[start Data supplied]
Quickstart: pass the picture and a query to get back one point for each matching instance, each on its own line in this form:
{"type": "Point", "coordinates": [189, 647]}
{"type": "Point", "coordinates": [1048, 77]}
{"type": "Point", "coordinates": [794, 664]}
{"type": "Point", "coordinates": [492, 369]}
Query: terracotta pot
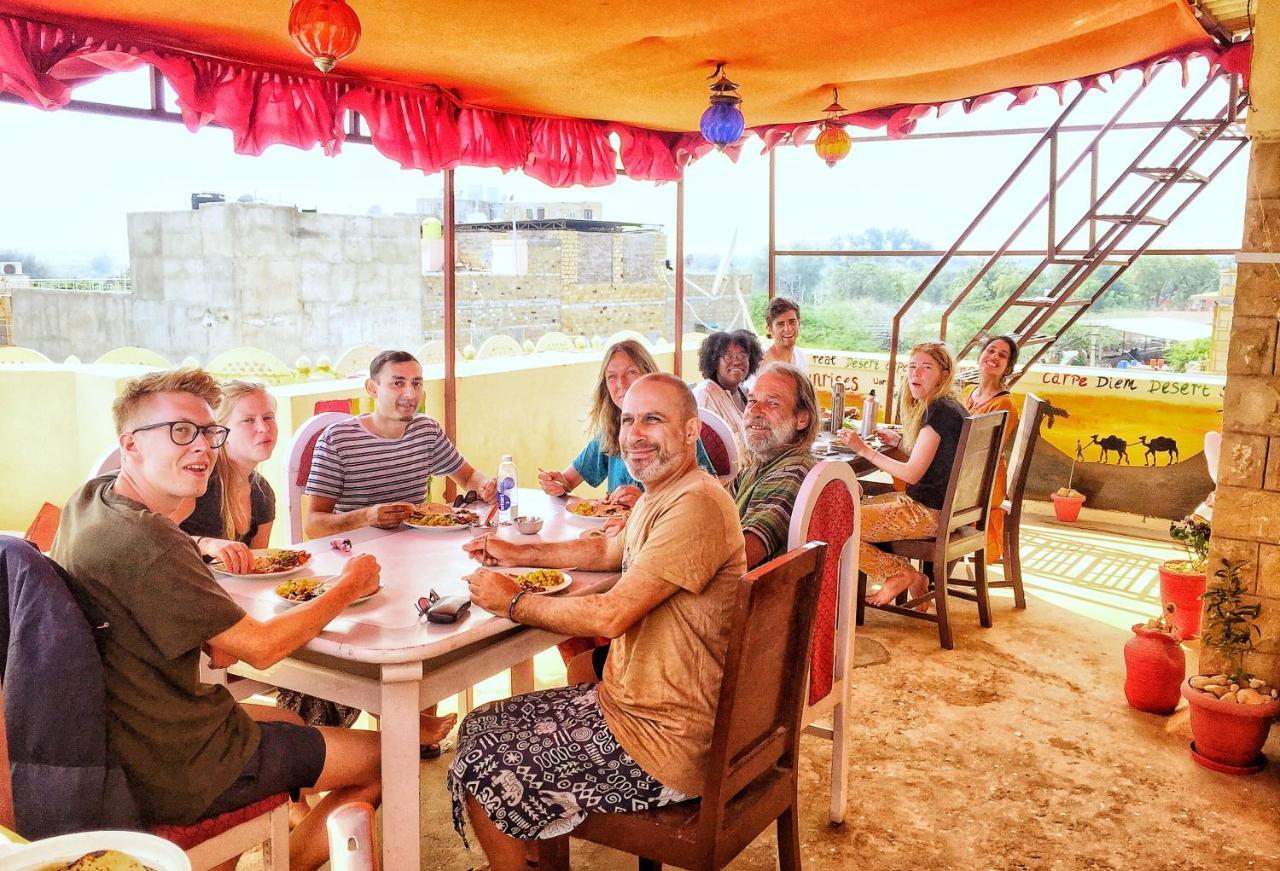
{"type": "Point", "coordinates": [1066, 507]}
{"type": "Point", "coordinates": [1183, 588]}
{"type": "Point", "coordinates": [1155, 667]}
{"type": "Point", "coordinates": [1229, 737]}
[end Data supplied]
Work required –
Please reproduce the listing above line for line, without the picture.

Written reply –
Quickstart: pass the picture and a query to get back one point for each matching instance, each on its own line in this form:
{"type": "Point", "coordinates": [189, 647]}
{"type": "Point", "coordinates": [1048, 77]}
{"type": "Point", "coordinates": [794, 664]}
{"type": "Point", "coordinates": [492, 369]}
Query: terracotta pot
{"type": "Point", "coordinates": [1066, 507]}
{"type": "Point", "coordinates": [1183, 588]}
{"type": "Point", "coordinates": [1155, 667]}
{"type": "Point", "coordinates": [1229, 737]}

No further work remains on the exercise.